- _Work required_
Please list every subheading in the text on relapse below, leaving out its title.
[Exercise passage]
What if I relapse?

Breaking free of addiction, many former addicts will tell you, is like struggling free from the jaws of a terrible beast. It is not an easy accomplishment. The teeth and claws of the monster dig themselves down into the deepest parts of your life — your mind and your soul.

Unfortunately, we never come out unscathed. The wounds that we inflicted in the battle with addiction, we carry along with us when we climb out of its lair and set foot on the path of sobriety.

The wounds of addiction heal over time. With the help of support groups, family and other loved ones, they act as easing balms over our pain. But it is possible for these wounds to open again if we are not careful, and the scent of blood will attract that old beast.

This is known as a “relapse.”

Know the difference between a “slip” and a “relapse”

There are two types of cases in which a recovered addict uses drugs or alcohol. Sometimes it is just a “slip,” but other times it is a “relapse.”

One slip a relapse does not make

A “slip” is just a singular event, a one-time instance of drug or alcohol abuse. Having a slip does not necessarily mean that the person has renounced everything that was gained during recovery and returned full-fledged to their addiction. The patient is also still responsible for maintaining the principles and practices of their program. The patient should be able to move on from their fleeting indulgence in their former addiction and resume their sober, recovered lifestyle.

A relapse means all-in

However, a relapse means that the patient has returned to a full consumption of drugs, alcohol, or their addictive behavior, after a period of abstinence. Usually, the patient has no intention of returning to or maintaining their old guidelines of their addiction program. It is possible for a patient to relapse multiple times. This means that they alternate between periods of heavy drug/alcohol use and periods of sobriety.

Relapse does not mean failure

It needs to be stressed that a slip, or even a relapse, does not mean that the patient has failed. A relapse is not inevitable, but if it occurs, it should not be seen as a cessation of all recovery, but a natural part of recovery. Relapse is just part of the reality of being an addict. According to Psychology Today, as many as 90 percent of recovering addicts experience a relapse, a slip, or some other form of interference in their sobriety.

If the patient experiences a relapse, they are not done for. Hope is far from lost.
[/Exercise passage]
[Source data]
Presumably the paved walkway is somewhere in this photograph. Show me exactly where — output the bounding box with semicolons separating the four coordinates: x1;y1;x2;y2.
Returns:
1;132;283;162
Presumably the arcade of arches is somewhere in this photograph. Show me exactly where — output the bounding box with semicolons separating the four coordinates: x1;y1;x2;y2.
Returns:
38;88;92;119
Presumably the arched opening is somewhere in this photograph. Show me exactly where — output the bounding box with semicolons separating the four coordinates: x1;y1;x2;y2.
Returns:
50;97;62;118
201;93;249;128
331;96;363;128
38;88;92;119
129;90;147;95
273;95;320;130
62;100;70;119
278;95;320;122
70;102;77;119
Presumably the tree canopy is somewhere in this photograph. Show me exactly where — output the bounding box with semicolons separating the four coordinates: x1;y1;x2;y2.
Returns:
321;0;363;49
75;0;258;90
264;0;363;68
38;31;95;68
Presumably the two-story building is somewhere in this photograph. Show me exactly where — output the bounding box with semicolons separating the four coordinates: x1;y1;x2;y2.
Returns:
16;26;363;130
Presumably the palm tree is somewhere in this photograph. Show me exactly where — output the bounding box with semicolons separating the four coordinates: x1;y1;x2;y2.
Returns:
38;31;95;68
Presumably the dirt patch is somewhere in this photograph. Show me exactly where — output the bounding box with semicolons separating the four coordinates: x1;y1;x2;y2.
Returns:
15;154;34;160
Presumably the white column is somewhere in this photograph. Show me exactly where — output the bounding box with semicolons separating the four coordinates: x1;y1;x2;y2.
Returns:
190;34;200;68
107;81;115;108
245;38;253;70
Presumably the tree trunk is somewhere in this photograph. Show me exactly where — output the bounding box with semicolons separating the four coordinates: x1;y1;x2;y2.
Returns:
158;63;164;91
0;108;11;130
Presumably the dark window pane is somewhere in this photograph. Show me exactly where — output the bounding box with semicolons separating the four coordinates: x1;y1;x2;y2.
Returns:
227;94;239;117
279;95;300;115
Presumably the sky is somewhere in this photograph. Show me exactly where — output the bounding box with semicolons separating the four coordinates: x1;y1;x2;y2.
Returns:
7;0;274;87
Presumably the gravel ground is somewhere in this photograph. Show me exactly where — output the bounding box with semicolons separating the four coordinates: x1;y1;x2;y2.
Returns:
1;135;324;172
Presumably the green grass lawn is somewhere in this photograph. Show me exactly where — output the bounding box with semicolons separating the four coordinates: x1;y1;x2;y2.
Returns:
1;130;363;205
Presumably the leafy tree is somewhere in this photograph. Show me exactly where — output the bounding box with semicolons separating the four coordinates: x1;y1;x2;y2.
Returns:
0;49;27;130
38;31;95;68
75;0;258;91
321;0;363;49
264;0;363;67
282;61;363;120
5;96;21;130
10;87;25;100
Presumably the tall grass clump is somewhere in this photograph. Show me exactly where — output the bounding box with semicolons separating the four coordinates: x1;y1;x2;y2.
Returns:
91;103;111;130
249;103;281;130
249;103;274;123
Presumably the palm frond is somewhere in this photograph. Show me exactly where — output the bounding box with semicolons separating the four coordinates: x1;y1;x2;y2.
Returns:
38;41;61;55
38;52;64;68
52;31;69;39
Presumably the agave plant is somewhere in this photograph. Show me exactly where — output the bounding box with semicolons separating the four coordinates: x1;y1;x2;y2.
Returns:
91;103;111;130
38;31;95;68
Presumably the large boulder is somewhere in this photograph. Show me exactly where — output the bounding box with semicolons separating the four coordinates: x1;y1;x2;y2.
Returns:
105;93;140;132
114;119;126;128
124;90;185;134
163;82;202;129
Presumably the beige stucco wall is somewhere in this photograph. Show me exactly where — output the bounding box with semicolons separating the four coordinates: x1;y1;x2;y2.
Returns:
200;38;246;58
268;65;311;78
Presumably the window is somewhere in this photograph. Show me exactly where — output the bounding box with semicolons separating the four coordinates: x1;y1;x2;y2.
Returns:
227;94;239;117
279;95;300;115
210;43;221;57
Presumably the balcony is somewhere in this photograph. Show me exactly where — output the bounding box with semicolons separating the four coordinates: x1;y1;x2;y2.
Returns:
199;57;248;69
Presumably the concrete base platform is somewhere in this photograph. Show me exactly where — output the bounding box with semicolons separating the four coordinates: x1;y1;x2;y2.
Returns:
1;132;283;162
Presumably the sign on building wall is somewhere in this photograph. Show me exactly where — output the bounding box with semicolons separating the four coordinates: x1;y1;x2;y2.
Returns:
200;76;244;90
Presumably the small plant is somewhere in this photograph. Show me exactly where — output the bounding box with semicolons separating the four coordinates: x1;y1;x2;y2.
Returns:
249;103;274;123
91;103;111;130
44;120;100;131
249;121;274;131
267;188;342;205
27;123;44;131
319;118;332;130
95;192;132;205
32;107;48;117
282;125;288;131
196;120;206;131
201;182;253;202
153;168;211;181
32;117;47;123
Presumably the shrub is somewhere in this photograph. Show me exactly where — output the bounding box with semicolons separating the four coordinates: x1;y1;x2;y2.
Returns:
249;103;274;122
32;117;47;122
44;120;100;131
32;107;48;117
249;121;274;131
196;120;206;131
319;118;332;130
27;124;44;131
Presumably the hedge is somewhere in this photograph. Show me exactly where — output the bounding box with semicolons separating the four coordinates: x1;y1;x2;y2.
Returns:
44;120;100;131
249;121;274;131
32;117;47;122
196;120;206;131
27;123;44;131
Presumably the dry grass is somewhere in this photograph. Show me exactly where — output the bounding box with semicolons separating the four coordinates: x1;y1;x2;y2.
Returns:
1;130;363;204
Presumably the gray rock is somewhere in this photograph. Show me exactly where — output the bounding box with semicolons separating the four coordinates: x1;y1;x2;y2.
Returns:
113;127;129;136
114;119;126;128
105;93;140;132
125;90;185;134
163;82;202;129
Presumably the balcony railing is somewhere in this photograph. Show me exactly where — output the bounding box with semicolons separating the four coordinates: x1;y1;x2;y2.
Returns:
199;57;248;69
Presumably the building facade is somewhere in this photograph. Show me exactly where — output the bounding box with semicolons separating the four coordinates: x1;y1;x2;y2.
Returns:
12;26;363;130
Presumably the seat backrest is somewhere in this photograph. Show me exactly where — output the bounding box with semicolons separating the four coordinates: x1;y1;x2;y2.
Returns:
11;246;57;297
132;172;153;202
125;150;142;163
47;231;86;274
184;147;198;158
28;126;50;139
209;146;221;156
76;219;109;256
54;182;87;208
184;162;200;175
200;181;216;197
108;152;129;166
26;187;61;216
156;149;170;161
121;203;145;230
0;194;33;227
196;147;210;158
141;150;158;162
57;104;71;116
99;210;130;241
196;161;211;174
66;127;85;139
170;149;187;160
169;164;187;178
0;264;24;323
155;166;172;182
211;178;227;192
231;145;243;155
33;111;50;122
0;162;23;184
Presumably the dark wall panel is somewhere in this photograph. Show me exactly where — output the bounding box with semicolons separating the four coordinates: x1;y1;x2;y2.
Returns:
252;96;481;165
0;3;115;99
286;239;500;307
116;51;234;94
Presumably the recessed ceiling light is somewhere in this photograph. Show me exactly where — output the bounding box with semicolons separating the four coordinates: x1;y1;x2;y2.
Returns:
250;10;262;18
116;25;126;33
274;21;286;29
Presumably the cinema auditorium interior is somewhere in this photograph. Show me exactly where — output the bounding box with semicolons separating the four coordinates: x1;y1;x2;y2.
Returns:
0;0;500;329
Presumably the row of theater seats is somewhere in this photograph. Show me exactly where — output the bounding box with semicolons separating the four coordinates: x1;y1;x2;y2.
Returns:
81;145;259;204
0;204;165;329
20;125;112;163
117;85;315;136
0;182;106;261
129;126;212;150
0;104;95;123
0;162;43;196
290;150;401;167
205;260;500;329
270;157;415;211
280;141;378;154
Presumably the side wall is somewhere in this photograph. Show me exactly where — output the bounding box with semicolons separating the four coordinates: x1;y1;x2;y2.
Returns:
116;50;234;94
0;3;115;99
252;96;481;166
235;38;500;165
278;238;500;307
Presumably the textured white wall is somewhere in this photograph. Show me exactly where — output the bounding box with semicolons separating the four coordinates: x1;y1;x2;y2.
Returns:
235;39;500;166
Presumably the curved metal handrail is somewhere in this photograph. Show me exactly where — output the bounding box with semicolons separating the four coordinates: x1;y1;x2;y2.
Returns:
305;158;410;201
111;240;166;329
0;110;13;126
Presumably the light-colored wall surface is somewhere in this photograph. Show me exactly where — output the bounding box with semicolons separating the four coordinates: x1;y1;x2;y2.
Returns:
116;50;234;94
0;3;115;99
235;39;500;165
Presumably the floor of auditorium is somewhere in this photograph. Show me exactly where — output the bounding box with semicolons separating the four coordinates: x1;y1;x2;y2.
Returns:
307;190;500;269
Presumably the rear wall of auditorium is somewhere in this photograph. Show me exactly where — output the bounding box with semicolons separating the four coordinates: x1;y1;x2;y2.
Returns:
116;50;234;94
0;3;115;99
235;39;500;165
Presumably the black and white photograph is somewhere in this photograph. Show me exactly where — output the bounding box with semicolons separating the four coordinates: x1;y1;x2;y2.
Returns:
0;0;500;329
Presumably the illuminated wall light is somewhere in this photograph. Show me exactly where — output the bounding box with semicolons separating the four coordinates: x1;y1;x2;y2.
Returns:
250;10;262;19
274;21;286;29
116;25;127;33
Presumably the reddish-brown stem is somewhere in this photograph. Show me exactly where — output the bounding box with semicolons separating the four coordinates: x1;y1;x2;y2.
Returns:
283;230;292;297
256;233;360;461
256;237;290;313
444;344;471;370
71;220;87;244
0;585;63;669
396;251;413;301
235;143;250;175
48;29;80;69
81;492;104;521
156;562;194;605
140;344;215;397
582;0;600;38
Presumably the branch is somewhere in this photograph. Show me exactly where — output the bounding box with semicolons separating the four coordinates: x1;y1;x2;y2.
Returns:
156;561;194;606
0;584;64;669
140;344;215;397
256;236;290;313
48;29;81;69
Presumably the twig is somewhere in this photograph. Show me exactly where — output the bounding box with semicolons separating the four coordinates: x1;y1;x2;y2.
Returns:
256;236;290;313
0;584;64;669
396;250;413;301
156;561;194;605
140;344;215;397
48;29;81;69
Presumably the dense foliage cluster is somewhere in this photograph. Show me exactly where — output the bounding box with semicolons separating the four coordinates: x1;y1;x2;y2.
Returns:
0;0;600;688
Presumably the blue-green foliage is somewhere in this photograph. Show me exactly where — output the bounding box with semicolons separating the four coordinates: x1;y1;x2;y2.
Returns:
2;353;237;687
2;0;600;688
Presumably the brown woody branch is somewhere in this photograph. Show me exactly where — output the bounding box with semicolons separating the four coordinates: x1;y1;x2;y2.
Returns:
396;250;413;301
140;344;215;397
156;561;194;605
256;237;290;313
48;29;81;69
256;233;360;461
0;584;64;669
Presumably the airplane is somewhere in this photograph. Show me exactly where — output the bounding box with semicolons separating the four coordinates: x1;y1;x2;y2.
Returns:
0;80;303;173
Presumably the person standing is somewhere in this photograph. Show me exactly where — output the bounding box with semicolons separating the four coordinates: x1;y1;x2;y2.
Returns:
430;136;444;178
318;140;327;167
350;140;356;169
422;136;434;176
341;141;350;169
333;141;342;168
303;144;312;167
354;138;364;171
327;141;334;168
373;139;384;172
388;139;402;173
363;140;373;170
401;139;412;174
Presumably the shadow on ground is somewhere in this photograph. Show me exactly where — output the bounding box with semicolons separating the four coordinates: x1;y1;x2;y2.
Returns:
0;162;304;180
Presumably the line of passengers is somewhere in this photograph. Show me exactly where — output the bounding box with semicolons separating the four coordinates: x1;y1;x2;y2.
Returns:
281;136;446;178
[/Source data]
- _Exercise output_
- Know the difference between a “slip” and a “relapse”
- One slip a relapse does not make
- A relapse means all-in
- Relapse does not mean failure